Source passage »
* * *

Steven Cande

Remembrances of Walter C. Pitman III, by Steven Cande

Walter Pitman had an enormous influence on my scientific career.  He hired me in late August of 1970 as a research assistant with the understanding that I would go out on the R/V Conrad a few months later to oversee the acquisition of magnetics data, about which I knew nothing, relieving John LaBrecque who was currently on the ship.  After working at Lamont in the fall of 1970, then spending nearly seven months on the Conrad, I decided to continue on as a grad student under Walter’s guidance. I defended my thesis in December of 1976 and stayed on at Lamont as a research scientist until1992 when I accepted a teaching position at the Scripps Institution of Oceanography in San Diego. During the years that I was at Lamont I talked with Walter a lot, particularly in the later years when we shared rides driving to and from Manhattan where we both lived. We were good friends.

* * *

Supplied material »
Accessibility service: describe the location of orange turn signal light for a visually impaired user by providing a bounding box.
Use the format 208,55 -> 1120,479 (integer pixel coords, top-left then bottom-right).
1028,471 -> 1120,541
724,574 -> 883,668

* * *

Objectives »
a. In the Walter Pitman remembrance:
(i) In what month and year did Pitman hire the author?
(ii) When did the author defend the thesis?
(iii) What position did the author accept after leaving Lamont?
b. According to the Walter Pitman remembrance, why did the author talk with Pitman so much during the later years at Lamont?
c. Could you resume the Walter Pitman remembrance after its last sentence?

The responses »
a.
(i) Late August of 1970.
(ii) In December of 1976.
(iii) A teaching position at the Scripps Institution of Oceanography in San Diego.

b. In those later years they shared rides driving to and from Manhattan, where they both lived. That time together gave them many chances to talk.

c.
To understand why I was so grateful to Walter I need to first explain my situation when he hired me in August of 1970.  I had graduated from Yale in June with a major in geology and geophysics but I had no plans to go to grad school or to continue in the field.  It was the height of the Vietnam war and a very depressing time. I spent the summer working as an aid for my senior thesis advisor who taught a summer field course in ecology in Woods Hole. As the end of the summer approached I realized I had to get serious about finding a job for the fall. I decided to take a trip to NYC to see what I could find; as I came up on New Haven on my way to NY, on the spur of the moment I decided to swing by the Geology Department at Yale and see who was there. I ran into one of my former professors, Jim Walker, who had gotten his Ph.D at Lamont a few years earlier, and I told him that I was feeling lost and looking for a job.  He told me that scientists at Lamont often hired young people to go out on one of Lamont’s ships and he offered to make a phone call.  He went into his office and came out a few minutes later and told me that he had called Lynn Sykes and Lynn had told him that Walter Pitman was looking for someone to go out on the R/V Conrad.  The next day I had an interview with Walter at Lamont and, shortly thereafter, he offered me a job as a research assistant.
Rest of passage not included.